-- Start --
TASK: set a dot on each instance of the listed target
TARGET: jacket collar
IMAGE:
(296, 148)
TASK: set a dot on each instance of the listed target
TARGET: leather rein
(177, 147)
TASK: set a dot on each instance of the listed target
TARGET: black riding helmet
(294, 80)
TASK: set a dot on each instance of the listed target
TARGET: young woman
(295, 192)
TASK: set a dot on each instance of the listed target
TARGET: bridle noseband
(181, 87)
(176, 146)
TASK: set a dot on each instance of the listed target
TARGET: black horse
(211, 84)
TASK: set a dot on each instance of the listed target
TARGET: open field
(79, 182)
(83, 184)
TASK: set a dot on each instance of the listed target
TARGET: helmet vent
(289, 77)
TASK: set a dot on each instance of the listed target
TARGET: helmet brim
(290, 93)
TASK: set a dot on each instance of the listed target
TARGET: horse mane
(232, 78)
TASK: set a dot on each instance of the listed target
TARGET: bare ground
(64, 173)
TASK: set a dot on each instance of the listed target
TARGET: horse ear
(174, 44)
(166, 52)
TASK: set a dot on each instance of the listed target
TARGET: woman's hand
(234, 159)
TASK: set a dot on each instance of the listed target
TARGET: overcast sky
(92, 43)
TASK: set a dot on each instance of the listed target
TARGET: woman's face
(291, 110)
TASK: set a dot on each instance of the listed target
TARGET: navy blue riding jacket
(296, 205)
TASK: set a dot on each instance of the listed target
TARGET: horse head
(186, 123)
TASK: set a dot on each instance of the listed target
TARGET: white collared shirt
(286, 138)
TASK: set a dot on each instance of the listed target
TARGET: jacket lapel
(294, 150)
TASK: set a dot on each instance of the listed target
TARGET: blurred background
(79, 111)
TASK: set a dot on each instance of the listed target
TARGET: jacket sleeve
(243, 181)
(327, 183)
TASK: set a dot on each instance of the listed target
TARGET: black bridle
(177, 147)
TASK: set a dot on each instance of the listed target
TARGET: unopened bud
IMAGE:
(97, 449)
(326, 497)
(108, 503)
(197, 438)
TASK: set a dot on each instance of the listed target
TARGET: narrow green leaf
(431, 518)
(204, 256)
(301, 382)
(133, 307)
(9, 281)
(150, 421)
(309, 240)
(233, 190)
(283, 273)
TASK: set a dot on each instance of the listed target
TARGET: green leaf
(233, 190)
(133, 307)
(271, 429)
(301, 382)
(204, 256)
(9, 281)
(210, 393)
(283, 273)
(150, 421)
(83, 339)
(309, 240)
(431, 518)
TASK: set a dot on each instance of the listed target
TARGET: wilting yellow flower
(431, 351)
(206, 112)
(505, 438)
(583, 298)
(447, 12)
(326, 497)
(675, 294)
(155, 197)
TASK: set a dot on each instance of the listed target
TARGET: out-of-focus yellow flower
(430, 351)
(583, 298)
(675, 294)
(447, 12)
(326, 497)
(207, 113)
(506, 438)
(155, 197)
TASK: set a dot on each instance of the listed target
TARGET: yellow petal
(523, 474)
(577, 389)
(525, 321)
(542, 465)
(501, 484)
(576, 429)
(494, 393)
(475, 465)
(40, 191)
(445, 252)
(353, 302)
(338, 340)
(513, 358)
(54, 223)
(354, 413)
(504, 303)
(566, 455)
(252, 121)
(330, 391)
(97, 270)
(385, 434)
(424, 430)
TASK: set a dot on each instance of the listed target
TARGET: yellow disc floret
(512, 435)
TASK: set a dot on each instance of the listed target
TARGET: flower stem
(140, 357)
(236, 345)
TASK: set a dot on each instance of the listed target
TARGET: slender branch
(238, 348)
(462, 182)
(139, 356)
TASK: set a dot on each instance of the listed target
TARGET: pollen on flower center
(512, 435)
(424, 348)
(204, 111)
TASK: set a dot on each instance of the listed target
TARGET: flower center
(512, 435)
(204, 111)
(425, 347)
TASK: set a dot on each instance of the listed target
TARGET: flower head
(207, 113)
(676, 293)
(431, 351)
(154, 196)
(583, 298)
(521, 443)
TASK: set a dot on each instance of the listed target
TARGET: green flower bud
-- End --
(DIRECTIONS) Repeat the listing in full, keeping every line exactly as it is.

(OUTPUT FOR THIS EXERCISE)
TASK: set a dot on each instance of the listed target
TARGET: jacket collar
IMAGE:
(296, 148)
TASK: set a dot on each instance of the listed target
TARGET: leather rein
(177, 147)
TASK: set a dot on each instance of the listed target
TARGET: black riding helmet
(294, 80)
TASK: set a dot on each instance of the listed target
TARGET: young woman
(295, 192)
TASK: set a dot on each instance of the listed target
TARGET: bridle noseband
(181, 87)
(176, 146)
TASK: set a dot on each instance of the listed target
TARGET: black horse
(211, 84)
TASK: set a dot on each instance of the listed target
TARGET: open field
(79, 182)
(83, 184)
TASK: set a dot on each instance of the listed target
TARGET: helmet vent
(289, 77)
TASK: set a dot on each instance of the listed target
TARGET: helmet brim
(290, 93)
TASK: set a dot on each instance of the listed target
TARGET: horse mane
(232, 78)
TASK: set a dot on each instance of the listed target
TARGET: bare ground
(64, 173)
TASK: set a dot on each instance of the listed target
TARGET: horse ear
(174, 44)
(166, 52)
TASK: set a dot on each instance of the listed target
TARGET: woman's hand
(234, 159)
TASK: set a dot on each instance of the listed target
TARGET: overcast sky
(92, 43)
TASK: set a dot on each instance of the listed target
TARGET: woman's face
(291, 110)
TASK: set a dot on each instance of the listed target
TARGET: navy blue riding jacket
(296, 205)
TASK: set a dot on each instance of the listed target
TARGET: horse head
(186, 123)
TASK: set a dot on each instance of the listed target
TARGET: white collared shirt
(286, 138)
TASK: set a dot on each instance of the listed target
TARGET: jacket lapel
(294, 150)
TASK: set a dot on each instance of the listed target
TARGET: blurred background
(79, 111)
TASK: set a dot on each instance of the listed target
TARGET: jacket sleeve
(243, 181)
(327, 183)
TASK: set a dot on each instance of the listed target
TARGET: black bridle
(177, 147)
TASK: set a dot on each instance of the listed target
TARGET: unopened bud
IMAGE:
(97, 449)
(326, 497)
(108, 503)
(197, 438)
TASK: set a dot on each instance of the listed target
TARGET: narrow green leaf
(431, 518)
(204, 256)
(301, 382)
(133, 307)
(9, 281)
(150, 421)
(309, 240)
(233, 190)
(283, 273)
TASK: set a dot on each instance of the listed target
TARGET: green leaf
(233, 190)
(133, 307)
(271, 429)
(301, 382)
(204, 256)
(9, 281)
(210, 393)
(283, 273)
(150, 421)
(83, 339)
(309, 240)
(431, 518)
TASK: set a dot on each instance of the listed target
TARGET: wilting yellow flower
(431, 351)
(206, 112)
(505, 438)
(583, 298)
(447, 12)
(326, 497)
(675, 294)
(155, 197)
TASK: set a dot on each instance of the listed target
TARGET: out-of-focus yellow flower
(430, 351)
(583, 298)
(675, 294)
(447, 12)
(326, 497)
(207, 113)
(506, 438)
(155, 197)
TASK: set a dot on each instance of the listed target
TARGET: yellow petal
(523, 474)
(577, 389)
(525, 321)
(542, 465)
(501, 484)
(576, 429)
(494, 393)
(475, 465)
(40, 191)
(445, 252)
(353, 302)
(338, 340)
(513, 358)
(54, 223)
(354, 413)
(504, 303)
(566, 455)
(252, 121)
(330, 391)
(97, 270)
(385, 434)
(424, 430)
TASK: set a dot on each instance of the listed target
TARGET: yellow disc floret
(512, 435)
TASK: set a dot on each instance of the listed target
TARGET: flower stem
(140, 357)
(236, 345)
TASK: set a dot on each instance of the listed target
TARGET: slender branch
(238, 348)
(462, 182)
(139, 356)
TASK: set a dot on each instance of the listed target
TARGET: pollen on flower center
(512, 435)
(424, 348)
(204, 111)
TASK: set a dot on each instance of the listed target
TARGET: flower center
(512, 435)
(204, 111)
(425, 347)
TASK: set a dot on each instance of the listed target
TARGET: flower head
(207, 113)
(676, 293)
(431, 351)
(154, 196)
(583, 298)
(521, 443)
TASK: set a dot on each instance of the listed target
TARGET: green flower bud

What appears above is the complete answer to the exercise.